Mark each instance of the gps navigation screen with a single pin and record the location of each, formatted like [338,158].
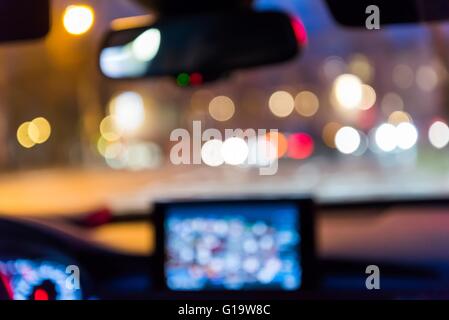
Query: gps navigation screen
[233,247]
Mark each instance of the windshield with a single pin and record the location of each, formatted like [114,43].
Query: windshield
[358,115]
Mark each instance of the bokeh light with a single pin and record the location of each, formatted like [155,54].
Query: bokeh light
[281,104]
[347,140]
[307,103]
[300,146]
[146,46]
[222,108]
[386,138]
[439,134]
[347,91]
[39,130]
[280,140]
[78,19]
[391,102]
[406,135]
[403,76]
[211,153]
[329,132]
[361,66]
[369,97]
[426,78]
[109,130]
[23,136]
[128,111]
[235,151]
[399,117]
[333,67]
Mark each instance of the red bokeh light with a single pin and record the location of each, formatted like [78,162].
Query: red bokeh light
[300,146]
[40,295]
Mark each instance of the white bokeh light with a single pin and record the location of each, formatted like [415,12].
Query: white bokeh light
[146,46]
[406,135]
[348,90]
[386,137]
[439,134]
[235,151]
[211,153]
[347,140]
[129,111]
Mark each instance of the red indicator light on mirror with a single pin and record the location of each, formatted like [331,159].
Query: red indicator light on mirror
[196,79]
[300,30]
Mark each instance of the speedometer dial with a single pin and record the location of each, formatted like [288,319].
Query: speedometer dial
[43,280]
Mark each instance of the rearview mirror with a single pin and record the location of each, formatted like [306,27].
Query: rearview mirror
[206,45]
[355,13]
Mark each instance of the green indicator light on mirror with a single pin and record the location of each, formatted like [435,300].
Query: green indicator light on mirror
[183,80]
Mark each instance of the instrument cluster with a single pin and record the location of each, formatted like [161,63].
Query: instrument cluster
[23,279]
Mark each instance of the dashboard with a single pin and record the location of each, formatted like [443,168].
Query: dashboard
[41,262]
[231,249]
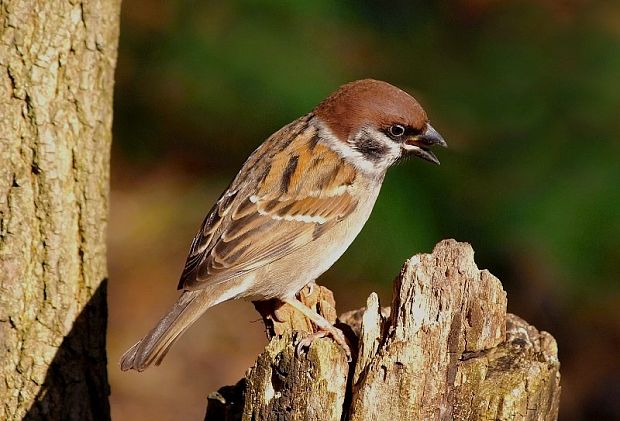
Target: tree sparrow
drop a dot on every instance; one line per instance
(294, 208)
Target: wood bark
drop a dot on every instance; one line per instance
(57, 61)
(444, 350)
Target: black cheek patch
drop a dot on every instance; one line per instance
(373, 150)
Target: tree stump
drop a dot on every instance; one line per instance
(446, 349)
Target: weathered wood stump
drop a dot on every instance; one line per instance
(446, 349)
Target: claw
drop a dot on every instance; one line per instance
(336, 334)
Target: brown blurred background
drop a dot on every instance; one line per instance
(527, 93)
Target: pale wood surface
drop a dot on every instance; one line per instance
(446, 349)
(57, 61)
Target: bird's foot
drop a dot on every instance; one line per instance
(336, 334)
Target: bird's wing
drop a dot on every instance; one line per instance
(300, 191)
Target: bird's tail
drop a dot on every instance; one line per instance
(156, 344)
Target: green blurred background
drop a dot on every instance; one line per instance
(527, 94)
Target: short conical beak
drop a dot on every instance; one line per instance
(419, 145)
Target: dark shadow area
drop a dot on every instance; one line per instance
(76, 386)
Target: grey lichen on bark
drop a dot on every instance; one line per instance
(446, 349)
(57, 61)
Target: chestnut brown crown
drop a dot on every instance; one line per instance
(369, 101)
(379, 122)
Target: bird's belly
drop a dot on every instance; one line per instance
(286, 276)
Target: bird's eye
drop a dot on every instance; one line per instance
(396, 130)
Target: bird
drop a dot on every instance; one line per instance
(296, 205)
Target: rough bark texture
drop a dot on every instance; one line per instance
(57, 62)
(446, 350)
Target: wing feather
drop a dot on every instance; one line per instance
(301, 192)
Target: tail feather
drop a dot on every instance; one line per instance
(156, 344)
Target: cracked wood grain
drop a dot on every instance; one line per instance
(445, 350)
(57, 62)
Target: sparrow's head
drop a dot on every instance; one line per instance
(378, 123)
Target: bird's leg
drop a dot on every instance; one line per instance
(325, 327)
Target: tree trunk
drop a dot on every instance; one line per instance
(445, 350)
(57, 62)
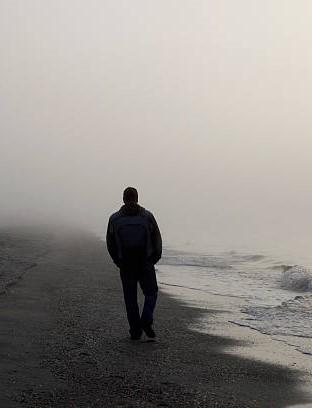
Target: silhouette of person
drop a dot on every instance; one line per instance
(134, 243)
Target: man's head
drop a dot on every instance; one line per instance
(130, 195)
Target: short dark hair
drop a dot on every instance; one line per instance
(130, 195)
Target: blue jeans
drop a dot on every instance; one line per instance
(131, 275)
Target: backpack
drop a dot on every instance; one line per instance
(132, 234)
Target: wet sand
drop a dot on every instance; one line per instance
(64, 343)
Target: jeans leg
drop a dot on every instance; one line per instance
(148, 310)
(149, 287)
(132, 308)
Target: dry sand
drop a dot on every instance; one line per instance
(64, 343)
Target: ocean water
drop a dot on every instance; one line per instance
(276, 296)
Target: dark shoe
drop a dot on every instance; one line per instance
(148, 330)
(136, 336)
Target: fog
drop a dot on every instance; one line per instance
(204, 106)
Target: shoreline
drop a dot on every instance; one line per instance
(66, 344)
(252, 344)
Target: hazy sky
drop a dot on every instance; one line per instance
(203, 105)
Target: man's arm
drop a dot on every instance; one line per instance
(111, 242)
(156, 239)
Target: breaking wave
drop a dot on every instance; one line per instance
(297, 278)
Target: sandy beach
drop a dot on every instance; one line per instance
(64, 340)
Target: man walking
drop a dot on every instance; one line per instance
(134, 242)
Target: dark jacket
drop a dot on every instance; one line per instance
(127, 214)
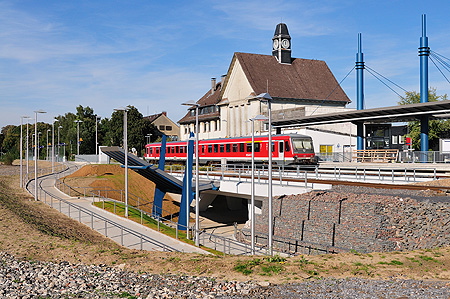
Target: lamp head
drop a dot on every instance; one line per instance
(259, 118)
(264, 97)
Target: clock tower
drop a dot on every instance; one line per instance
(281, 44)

::::

Tarefa — Apresente todo o material acima como uma lista JSON de strings, com uma string para cada linha e sem as linhas em branco. Deixe as imagens fora da resposta.

Resultado —
[
  "Mark each instance of the gps navigation screen with a single pin and record the location of each, formatted like [338,158].",
  "Query: gps navigation screen",
  "[233,247]",
  "Mark each instance of the windshield with a single pin and record the location of each, formatted like [114,43].",
  "Query: windshield",
  "[358,115]",
  "Mark each instance of the bokeh light with a single pin and record the location of each, formatted like [155,54].",
  "Query: bokeh light",
  "[281,104]",
  "[347,140]",
  "[307,103]",
  "[300,146]",
  "[146,46]",
  "[222,108]",
  "[386,138]",
  "[439,134]",
  "[347,91]",
  "[39,130]",
  "[280,140]",
  "[78,19]",
  "[391,102]",
  "[406,135]",
  "[403,76]",
  "[211,153]",
  "[329,132]",
  "[361,66]",
  "[369,97]",
  "[426,78]",
  "[109,130]",
  "[23,136]",
  "[128,111]",
  "[235,151]",
  "[399,117]",
  "[333,67]",
  "Mark each instance of the red bokeh light with a single pin and record the location of each, formatted like [78,162].",
  "Query: red bokeh light",
  "[300,146]",
  "[40,295]",
  "Mark each instance of the white bokeh light with a single pin and record the location of each, formatted like [415,12].",
  "Query: white bokeh light",
  "[146,46]",
  "[406,135]",
  "[348,90]",
  "[386,137]",
  "[439,134]",
  "[235,151]",
  "[211,153]",
  "[347,140]",
  "[129,111]",
  "Mark each instance of the red indicator light on mirror with a single pin and record the location of each, formatted like [331,159].",
  "Query: red indicator light on mirror",
  "[196,79]",
  "[300,30]",
  "Mark each instance of the speedometer dial with a single pin and record the location of each, formatted like [288,319].",
  "Query: speedometer dial",
  "[43,280]",
  "Mark each instance of the rearview mirror with a single pin and record the location of each, formatted like [306,27].",
  "Query: rearview mirror",
  "[206,45]",
  "[355,13]",
  "Mark each instance of the green indicator light on mirror with a single pin and record the location of each, formatted like [435,300].",
  "Query: green indicator light on mirror",
  "[183,80]",
  "Mark each instance of the instrument cluster with a single pin and record the location of each, formatted like [161,63].",
  "Query: instrument cluster",
  "[23,279]",
  "Mark each instance of the dashboard with a single pin and record the location of each, formatted like [443,168].",
  "Query: dashboard",
  "[41,262]",
  "[231,249]",
  "Target: tree sparrow",
  "drop a dot on every instance; one line per instance",
  "(294, 208)",
  "Target: wood bark",
  "drop a dot on every instance; one line per instance",
  "(57, 61)",
  "(444, 350)",
  "Target: black cheek patch",
  "drop a dot on every instance; one line per instance",
  "(373, 150)",
  "Target: tree stump",
  "drop a dot on every instance; one line per instance",
  "(446, 349)",
  "Target: weathered wood stump",
  "drop a dot on every instance; one line per instance",
  "(446, 349)",
  "Target: claw",
  "drop a dot on every instance; one line per instance",
  "(336, 334)",
  "Target: brown blurred background",
  "drop a dot on every instance; one line per instance",
  "(527, 93)",
  "Target: pale wood surface",
  "drop a dot on every instance; one line per instance",
  "(446, 349)",
  "(57, 61)",
  "Target: bird's foot",
  "drop a dot on every instance; one line per instance",
  "(336, 334)",
  "Target: bird's wing",
  "drop a dot on every instance; one line per instance",
  "(300, 191)",
  "Target: bird's tail",
  "drop a dot on every instance; one line per instance",
  "(156, 344)",
  "Target: green blurred background",
  "drop a dot on every instance; one line per instance",
  "(527, 94)",
  "Target: short conical beak",
  "drop a dot on every instance; one line per instance",
  "(419, 145)",
  "Target: dark shadow area",
  "drop a dot on every instance; one line per instance",
  "(76, 386)",
  "Target: grey lichen on bark",
  "drop a dot on every instance; one line per instance",
  "(446, 349)",
  "(57, 61)",
  "Target: chestnut brown crown",
  "drop a dot on every instance; one line per instance",
  "(369, 101)",
  "(379, 122)",
  "Target: bird's belly",
  "drop a dot on every instance; one line per instance",
  "(286, 276)",
  "Target: bird's eye",
  "drop a dot on every instance; one line per instance",
  "(396, 130)",
  "Target: bird",
  "drop a dot on every instance; one line per instance",
  "(296, 205)",
  "Target: rough bark texture",
  "drop a dot on every instance; one line per instance",
  "(57, 62)",
  "(446, 350)",
  "Target: wing feather",
  "drop a dot on every instance; one line per instance",
  "(301, 192)",
  "Target: tail feather",
  "drop a dot on every instance; one line per instance",
  "(156, 344)",
  "Target: cracked wood grain",
  "drop a dot on every instance; one line per instance",
  "(445, 350)",
  "(57, 62)",
  "Target: sparrow's head",
  "drop a dot on every instance; one line per instance",
  "(378, 123)",
  "Target: bird's leg",
  "drop a dot on every instance; one line per instance",
  "(325, 327)",
  "Target: tree trunk",
  "drop a dot on every instance; one line per instance",
  "(445, 350)",
  "(57, 62)",
  "Target: silhouette of person",
  "drop a dot on every instance; one line per instance",
  "(134, 243)",
  "Target: man's head",
  "drop a dot on every instance; one line per instance",
  "(130, 195)",
  "Target: short dark hair",
  "drop a dot on every instance; one line per instance",
  "(130, 195)",
  "Target: blue jeans",
  "drop a dot on every instance; one line per instance",
  "(131, 275)",
  "Target: backpack",
  "drop a dot on every instance; one line per instance",
  "(132, 234)",
  "Target: wet sand",
  "drop a dot on every instance; one line per instance",
  "(64, 343)",
  "Target: jeans leg",
  "drop a dot on every instance; one line per instance",
  "(148, 310)",
  "(149, 287)",
  "(132, 308)",
  "Target: dry sand",
  "drop a dot on every instance; one line per instance",
  "(64, 343)",
  "Target: ocean water",
  "drop a dot on every instance; one line per instance",
  "(276, 296)",
  "Target: dark shoe",
  "drop a dot on every instance; one line per instance",
  "(148, 330)",
  "(136, 336)",
  "Target: fog",
  "drop a dot on every instance; one line per instance",
  "(204, 106)",
  "Target: shoreline",
  "drop a dot on every instance; one line per instance",
  "(66, 344)",
  "(252, 344)",
  "Target: hazy sky",
  "drop a dot on every instance; one line per instance",
  "(203, 105)",
  "Target: man's arm",
  "drop a dot on every instance; one line per instance",
  "(111, 242)",
  "(156, 239)",
  "Target: breaking wave",
  "drop a dot on every instance; one line per instance",
  "(297, 278)",
  "Target: sandy beach",
  "drop a dot on every instance; one line per instance",
  "(64, 340)",
  "Target: man walking",
  "drop a dot on every instance; one line per instance",
  "(134, 242)",
  "Target: dark jacket",
  "drop a dot on every instance; one line per instance",
  "(127, 214)",
  "Target: lamp head",
  "drop a dot on every instance; one line per instance",
  "(259, 118)",
  "(264, 97)",
  "Target: clock tower",
  "drop a dot on every instance; one line per instance",
  "(281, 44)"
]